GIVEN DATA:
● ● ●
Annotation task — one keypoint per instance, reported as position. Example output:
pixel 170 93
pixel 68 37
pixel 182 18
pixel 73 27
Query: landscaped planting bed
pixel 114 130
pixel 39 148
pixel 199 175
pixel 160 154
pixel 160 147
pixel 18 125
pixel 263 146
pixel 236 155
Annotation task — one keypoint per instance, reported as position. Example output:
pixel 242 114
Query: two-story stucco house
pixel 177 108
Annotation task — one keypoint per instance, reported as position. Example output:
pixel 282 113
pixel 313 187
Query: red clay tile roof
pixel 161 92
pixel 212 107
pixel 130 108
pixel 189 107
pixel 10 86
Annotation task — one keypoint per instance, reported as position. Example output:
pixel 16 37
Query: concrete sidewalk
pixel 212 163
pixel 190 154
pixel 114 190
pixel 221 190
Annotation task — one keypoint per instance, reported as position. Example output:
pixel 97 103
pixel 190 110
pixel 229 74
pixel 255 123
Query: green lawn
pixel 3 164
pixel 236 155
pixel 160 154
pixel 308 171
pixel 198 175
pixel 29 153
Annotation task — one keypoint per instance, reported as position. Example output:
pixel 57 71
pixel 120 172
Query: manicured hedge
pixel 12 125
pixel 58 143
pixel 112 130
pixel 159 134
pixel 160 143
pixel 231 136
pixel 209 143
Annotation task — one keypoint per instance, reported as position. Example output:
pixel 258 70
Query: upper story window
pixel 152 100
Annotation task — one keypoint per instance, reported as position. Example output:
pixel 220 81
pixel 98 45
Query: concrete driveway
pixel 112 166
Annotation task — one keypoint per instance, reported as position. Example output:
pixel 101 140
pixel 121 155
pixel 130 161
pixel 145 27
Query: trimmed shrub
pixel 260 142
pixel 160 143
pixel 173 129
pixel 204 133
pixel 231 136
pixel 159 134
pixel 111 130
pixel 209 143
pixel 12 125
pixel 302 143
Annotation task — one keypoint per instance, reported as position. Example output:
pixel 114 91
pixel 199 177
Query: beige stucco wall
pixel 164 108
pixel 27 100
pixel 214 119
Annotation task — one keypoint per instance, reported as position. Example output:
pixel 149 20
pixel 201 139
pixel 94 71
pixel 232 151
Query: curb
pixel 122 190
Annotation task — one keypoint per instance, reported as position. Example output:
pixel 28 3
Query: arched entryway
● ● ●
Retype each record exactly, leaving nothing out.

RESULT OF THIS TASK:
Annotation task — one keypoint per instance, reported as position. Example output:
pixel 170 93
pixel 68 37
pixel 182 18
pixel 73 27
Query: landscaped planting bed
pixel 114 130
pixel 39 148
pixel 199 175
pixel 160 154
pixel 160 147
pixel 18 125
pixel 263 146
pixel 236 155
Annotation task — one keypoint per instance, reported as position. Example output:
pixel 242 114
Query: two-story stucco house
pixel 177 108
Annotation task — one keypoint per instance, reported as position. Example output:
pixel 282 113
pixel 313 187
Query: red clay tile roof
pixel 161 92
pixel 212 107
pixel 130 108
pixel 189 107
pixel 10 86
Annotation task — one keypoint per instance, reported as position. Example output:
pixel 16 37
Query: concrete sidewalk
pixel 212 163
pixel 190 154
pixel 114 190
pixel 221 190
Annotation task — one keypoint per instance, reported as position. Example output:
pixel 97 103
pixel 190 110
pixel 229 74
pixel 255 123
Query: green lawn
pixel 3 164
pixel 236 155
pixel 160 154
pixel 308 171
pixel 198 175
pixel 29 153
Annotation task — one keypoint per instance, reported as position. Example output:
pixel 57 71
pixel 120 172
Query: manicured hedge
pixel 12 125
pixel 58 143
pixel 112 130
pixel 159 134
pixel 160 143
pixel 231 136
pixel 209 143
Annotation task — one keypoint per instance, reported as position. Example output:
pixel 258 70
Query: upper story window
pixel 152 100
Annotation task — one keypoint per instance, reported as position. Example output:
pixel 220 81
pixel 98 45
Query: concrete driveway
pixel 112 166
Annotation task — one keypoint per instance, reported as position. Example output:
pixel 101 140
pixel 121 155
pixel 130 161
pixel 145 27
Query: trimmed shrub
pixel 260 142
pixel 160 143
pixel 173 129
pixel 204 133
pixel 231 136
pixel 159 134
pixel 111 130
pixel 209 143
pixel 12 125
pixel 302 143
Annotation task — one keypoint per instance, reported as position. Example output:
pixel 114 91
pixel 199 177
Query: beige stucco wall
pixel 164 108
pixel 27 100
pixel 214 119
Annotation task — one keypoint per instance, reported as position. Example output:
pixel 149 20
pixel 201 139
pixel 94 71
pixel 232 151
Query: curb
pixel 122 190
Annotation task — one keypoint per instance, reported as position. Example output:
pixel 28 3
Query: arched entryway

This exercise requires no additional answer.